**DIRECTION**
Switch every "bus" in the rows below to "coach" and keep everything else unchanged. Return the rows with the pictures left out.

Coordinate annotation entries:

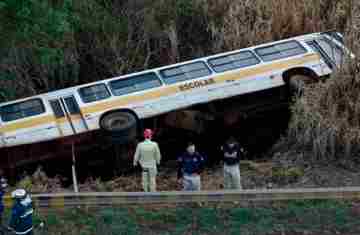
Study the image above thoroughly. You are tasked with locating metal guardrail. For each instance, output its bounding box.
[4,187,360,209]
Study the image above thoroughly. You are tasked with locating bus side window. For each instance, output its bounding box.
[316,38,344,66]
[50,100,65,118]
[0,98,45,122]
[160,61,211,84]
[307,41,334,69]
[255,41,307,62]
[109,73,162,96]
[208,51,260,73]
[64,96,80,114]
[79,83,111,103]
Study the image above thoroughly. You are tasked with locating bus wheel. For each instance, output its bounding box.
[100,111,138,143]
[288,75,315,96]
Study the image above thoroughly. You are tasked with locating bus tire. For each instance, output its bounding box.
[100,111,138,142]
[288,75,315,96]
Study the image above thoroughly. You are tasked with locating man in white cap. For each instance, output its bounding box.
[9,189,34,235]
[134,129,161,192]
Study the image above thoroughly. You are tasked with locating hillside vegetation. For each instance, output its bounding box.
[0,0,360,160]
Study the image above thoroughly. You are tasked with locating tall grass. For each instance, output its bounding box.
[0,0,352,101]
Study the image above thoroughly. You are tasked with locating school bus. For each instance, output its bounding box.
[0,31,352,148]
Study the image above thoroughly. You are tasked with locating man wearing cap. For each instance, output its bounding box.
[134,129,161,192]
[221,136,244,190]
[177,142,205,191]
[9,189,34,235]
[0,169,7,225]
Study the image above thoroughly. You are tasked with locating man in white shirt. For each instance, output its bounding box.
[134,129,161,192]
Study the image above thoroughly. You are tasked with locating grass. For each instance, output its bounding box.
[1,200,360,235]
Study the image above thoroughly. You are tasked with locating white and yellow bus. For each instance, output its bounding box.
[0,32,351,148]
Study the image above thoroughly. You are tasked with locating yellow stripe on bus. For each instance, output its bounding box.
[0,115,81,133]
[0,115,55,133]
[81,54,320,115]
[0,53,320,133]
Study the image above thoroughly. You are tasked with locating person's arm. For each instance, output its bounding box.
[177,156,183,179]
[155,144,161,165]
[134,144,140,166]
[198,154,205,174]
[9,206,19,230]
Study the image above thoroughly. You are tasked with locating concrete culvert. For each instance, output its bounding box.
[100,111,139,144]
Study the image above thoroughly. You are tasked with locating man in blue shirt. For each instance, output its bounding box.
[0,170,7,225]
[9,189,34,235]
[221,137,244,190]
[177,143,205,191]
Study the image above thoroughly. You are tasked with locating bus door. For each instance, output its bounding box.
[49,95,88,136]
[307,40,336,70]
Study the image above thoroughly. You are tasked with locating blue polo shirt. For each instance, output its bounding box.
[177,152,205,178]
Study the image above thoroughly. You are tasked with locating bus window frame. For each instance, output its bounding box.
[107,71,164,97]
[75,82,112,104]
[0,98,47,124]
[206,50,263,73]
[159,60,214,85]
[253,40,309,63]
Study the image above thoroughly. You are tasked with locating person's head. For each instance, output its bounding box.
[226,136,236,148]
[11,188,27,201]
[144,129,154,139]
[186,142,196,154]
[0,169,8,190]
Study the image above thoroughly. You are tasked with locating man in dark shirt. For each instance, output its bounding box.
[221,137,244,189]
[177,143,205,191]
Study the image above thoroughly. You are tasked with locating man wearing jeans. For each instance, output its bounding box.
[134,129,161,192]
[0,169,7,225]
[221,137,244,189]
[177,143,205,191]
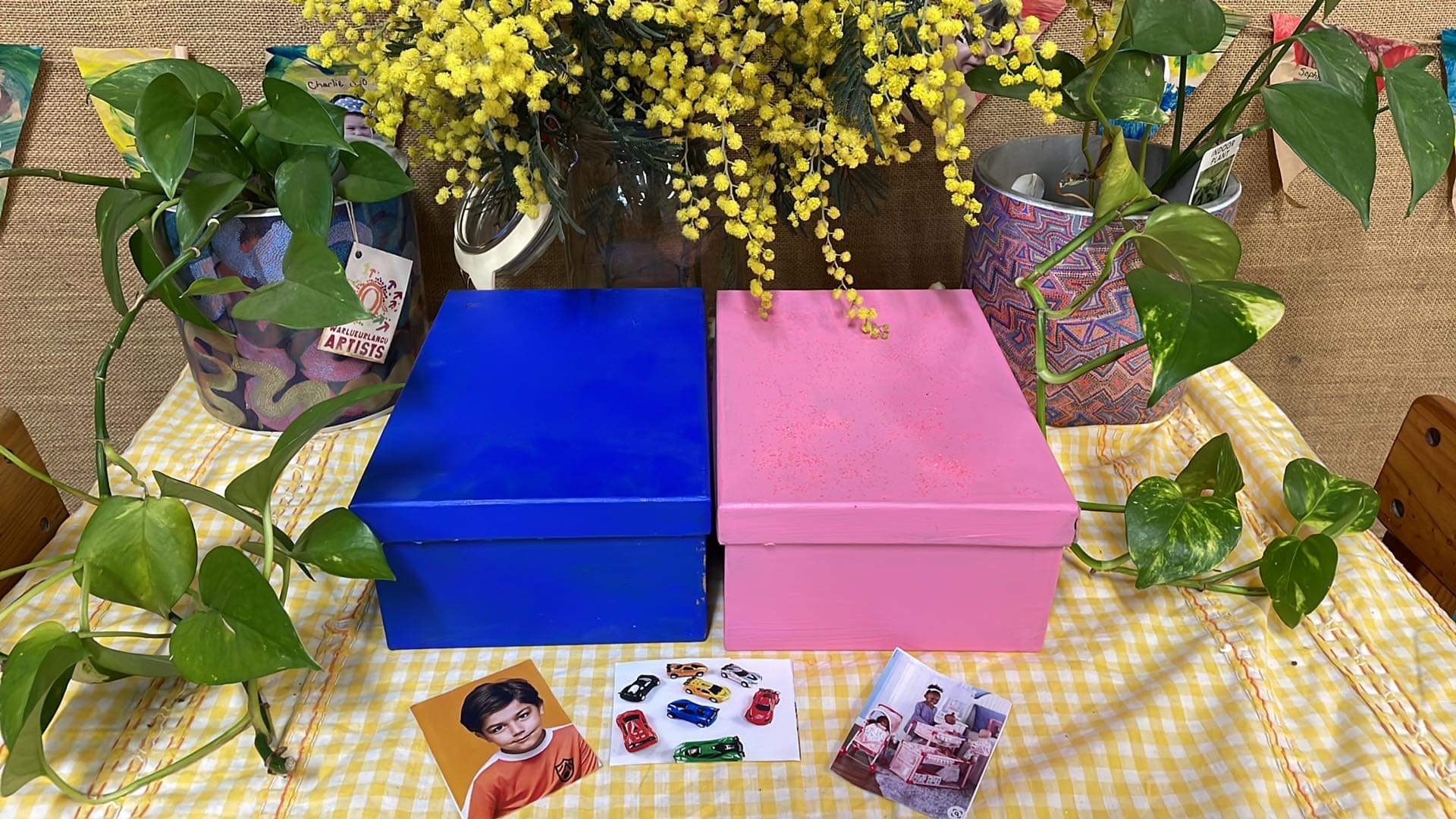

**ANSWER TO THIS TASK**
Study the image above thoroughly. You are tasked with locating metal guardrail. For each instance, output its bounding box.
[4,187,360,209]
Study the image above thoroughly. You are tasked with locating coach side window. For each instance, output its bounding box.
[316,38,344,66]
[50,100,65,118]
[0,98,45,122]
[160,61,211,84]
[307,41,334,69]
[255,41,307,62]
[109,73,162,96]
[208,51,260,73]
[64,96,80,114]
[79,83,111,103]
Study the image above thoroughly. You are tasked with locating coach wheel. For each instance, output its bounding box.
[100,111,138,143]
[288,75,315,96]
Study the image above thoroughly. You are tasked with locating coach tire. For each instance, output its bounding box.
[100,111,138,142]
[288,75,315,96]
Study the image above thoroughly. You are tasked with locating man in white cap. For each instance, output its bounding box.
[9,189,34,235]
[134,129,161,192]
Study the image above thoroughly. You are tasked with locating hillside vegetation. For each instance, output its bounding box.
[0,0,360,160]
Study the image above thoroughly. You are tasked with locating tall grass. For each instance, output its bounding box.
[0,0,352,101]
Study the image above thoroughly. You are tasked with locating school coach. For each instance, output its bounding box.
[0,31,352,148]
Study the image above thoroughly. You are tasked with locating man wearing cap. For each instance, output its bounding box.
[134,129,161,192]
[221,136,244,190]
[177,142,205,191]
[9,189,34,235]
[0,169,7,225]
Study the image above thoroughly. You are tasked with locating man in white shirt. For each instance, output its bounding box.
[134,129,161,192]
Study the image above thoroughly. You are tasked with locating grass. For each instance, output its bounding box.
[1,200,360,235]
Study the image above thoroughly. You are tasked with locating white and yellow coach. For each instance, output its bounding box.
[0,32,351,148]
Study the image above thoroughly. You are tasked with locating yellow stripe on coach. For each instance, output its bounding box.
[0,115,81,133]
[0,115,55,133]
[81,54,320,115]
[0,53,320,133]
Study the image above thoroughly. You are tasked with locating person's arm. For each instance, output its bounding box.
[177,156,183,179]
[155,144,161,165]
[134,144,140,166]
[198,154,205,174]
[9,206,19,230]
Study the image above thoroughly. You are tasked with locating concrete culvert. For each instance, output its bounding box.
[100,111,139,144]
Study the image above thoroughly. You are tasked with locating man in blue shirt. For each instance, output its bounding box.
[0,170,7,225]
[9,189,34,235]
[221,137,244,190]
[177,143,205,191]
Study the image above thoroughly. You are tasked with locating coach door. For each instance, output its bounding box.
[49,95,88,136]
[307,40,336,70]
Study the image above thoroughly. You are tasked with locating blue polo shirt. For each instance, output its bounding box.
[177,152,205,178]
Study the image above thoroughly. You are tasked with locating coach window frame. For each instance, output its bounding box.
[107,71,164,97]
[75,82,112,104]
[0,98,47,124]
[206,50,263,73]
[159,60,214,85]
[253,40,309,63]
Study the image above thoroughly. You are tasked with locating person's head. For each instance, output its bounding box.
[226,136,236,148]
[11,188,27,201]
[144,129,154,139]
[186,142,196,154]
[0,169,8,190]
Study the image above thoroughly. You are tasked with locating man in dark shirt. For each instance, output its bounding box.
[221,137,244,189]
[177,143,205,191]
Study the image above thoroughly. You are tasked with locating man wearing jeans. For each instance, output its bounding box.
[134,129,161,192]
[0,169,7,225]
[221,137,244,189]
[177,143,205,191]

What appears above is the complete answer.